What the task asks: Could you return, exactly as written, only the lines from the one holding "Task: please point out the window frame" through the final line of the records below?
[[ Data for this exercise open ]]
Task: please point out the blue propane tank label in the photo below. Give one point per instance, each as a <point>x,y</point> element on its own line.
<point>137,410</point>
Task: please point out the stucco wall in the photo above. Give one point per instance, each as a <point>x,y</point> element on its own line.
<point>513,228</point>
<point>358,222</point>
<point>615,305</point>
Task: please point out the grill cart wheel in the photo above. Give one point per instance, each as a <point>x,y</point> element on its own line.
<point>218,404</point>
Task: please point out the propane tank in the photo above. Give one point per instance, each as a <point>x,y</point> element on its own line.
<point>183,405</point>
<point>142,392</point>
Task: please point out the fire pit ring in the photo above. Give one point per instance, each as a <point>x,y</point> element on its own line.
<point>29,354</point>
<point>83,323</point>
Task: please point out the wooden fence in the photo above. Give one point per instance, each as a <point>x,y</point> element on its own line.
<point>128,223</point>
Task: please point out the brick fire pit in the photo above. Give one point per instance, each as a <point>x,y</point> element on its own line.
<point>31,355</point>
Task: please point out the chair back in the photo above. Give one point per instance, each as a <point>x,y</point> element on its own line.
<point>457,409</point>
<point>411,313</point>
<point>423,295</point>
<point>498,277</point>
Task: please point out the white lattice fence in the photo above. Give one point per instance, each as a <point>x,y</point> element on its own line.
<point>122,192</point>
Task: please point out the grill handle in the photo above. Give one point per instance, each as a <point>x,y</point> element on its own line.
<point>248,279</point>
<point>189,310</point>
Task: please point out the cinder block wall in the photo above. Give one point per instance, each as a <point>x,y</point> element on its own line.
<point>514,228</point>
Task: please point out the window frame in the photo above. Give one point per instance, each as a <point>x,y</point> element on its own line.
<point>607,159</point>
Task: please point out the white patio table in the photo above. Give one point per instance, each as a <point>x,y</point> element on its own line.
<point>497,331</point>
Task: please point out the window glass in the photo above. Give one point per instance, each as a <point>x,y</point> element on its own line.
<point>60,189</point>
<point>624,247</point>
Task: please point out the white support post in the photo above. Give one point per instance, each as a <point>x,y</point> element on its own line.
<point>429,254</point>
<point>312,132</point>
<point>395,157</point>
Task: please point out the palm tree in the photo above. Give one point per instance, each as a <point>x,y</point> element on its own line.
[[ Data for this exercise closed ]]
Finished exercise:
Task: please point out the window frame in the photo above. Give one point per instance, each as a <point>x,y</point> element on its own line.
<point>607,159</point>
Task: please point out the white patio table in the photo above. Give one point per instance, each as a <point>x,y</point> element on its own line.
<point>497,331</point>
Task: please point out the window glass in the photo above. Give one point per instance, each as a <point>x,y</point> element on its own line.
<point>60,189</point>
<point>624,247</point>
Task: please point out the white support post in the photo above. Give one point per instance, each as a <point>x,y</point> element on its own line.
<point>429,254</point>
<point>312,132</point>
<point>395,157</point>
Task: please point out the palm tree in the photo above. Give one point per instance, each as a <point>x,y</point> element on its own line.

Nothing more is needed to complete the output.